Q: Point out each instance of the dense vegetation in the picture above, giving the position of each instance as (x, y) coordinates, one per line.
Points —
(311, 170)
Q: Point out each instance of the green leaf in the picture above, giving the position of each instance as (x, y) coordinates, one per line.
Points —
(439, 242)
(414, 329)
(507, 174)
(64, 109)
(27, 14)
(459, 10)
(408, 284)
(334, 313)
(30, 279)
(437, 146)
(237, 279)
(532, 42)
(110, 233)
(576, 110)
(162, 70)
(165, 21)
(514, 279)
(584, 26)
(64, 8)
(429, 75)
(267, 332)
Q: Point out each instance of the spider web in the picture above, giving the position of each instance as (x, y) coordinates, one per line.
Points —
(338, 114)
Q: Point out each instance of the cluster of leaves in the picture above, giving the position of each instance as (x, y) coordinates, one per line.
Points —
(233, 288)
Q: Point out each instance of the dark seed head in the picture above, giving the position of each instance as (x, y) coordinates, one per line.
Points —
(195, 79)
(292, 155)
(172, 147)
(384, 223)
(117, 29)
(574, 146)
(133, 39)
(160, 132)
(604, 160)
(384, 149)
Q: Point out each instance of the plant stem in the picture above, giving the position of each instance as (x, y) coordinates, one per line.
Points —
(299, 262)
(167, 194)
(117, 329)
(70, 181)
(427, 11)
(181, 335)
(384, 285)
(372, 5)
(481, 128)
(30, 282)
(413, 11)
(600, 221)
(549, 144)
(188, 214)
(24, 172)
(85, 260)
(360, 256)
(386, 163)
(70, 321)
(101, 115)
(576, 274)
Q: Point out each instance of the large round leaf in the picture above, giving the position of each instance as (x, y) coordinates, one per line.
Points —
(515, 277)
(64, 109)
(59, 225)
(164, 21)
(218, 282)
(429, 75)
***
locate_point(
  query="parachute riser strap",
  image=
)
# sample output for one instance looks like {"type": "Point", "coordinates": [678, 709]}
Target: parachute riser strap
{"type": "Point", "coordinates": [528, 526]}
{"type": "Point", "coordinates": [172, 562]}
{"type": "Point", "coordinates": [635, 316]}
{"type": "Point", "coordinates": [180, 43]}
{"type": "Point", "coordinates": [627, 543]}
***
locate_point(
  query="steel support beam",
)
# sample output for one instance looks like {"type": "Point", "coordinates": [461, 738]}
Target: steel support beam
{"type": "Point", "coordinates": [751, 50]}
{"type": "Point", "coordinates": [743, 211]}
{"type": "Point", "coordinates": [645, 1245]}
***
[TASK DIRECTIONS] A copy of each line above that holds the word "like" is the expected answer.

[ANSWER SECTION]
# sample output for one instance looks like {"type": "Point", "coordinates": [678, 709]}
# sample output for one instance looks like {"type": "Point", "coordinates": [461, 738]}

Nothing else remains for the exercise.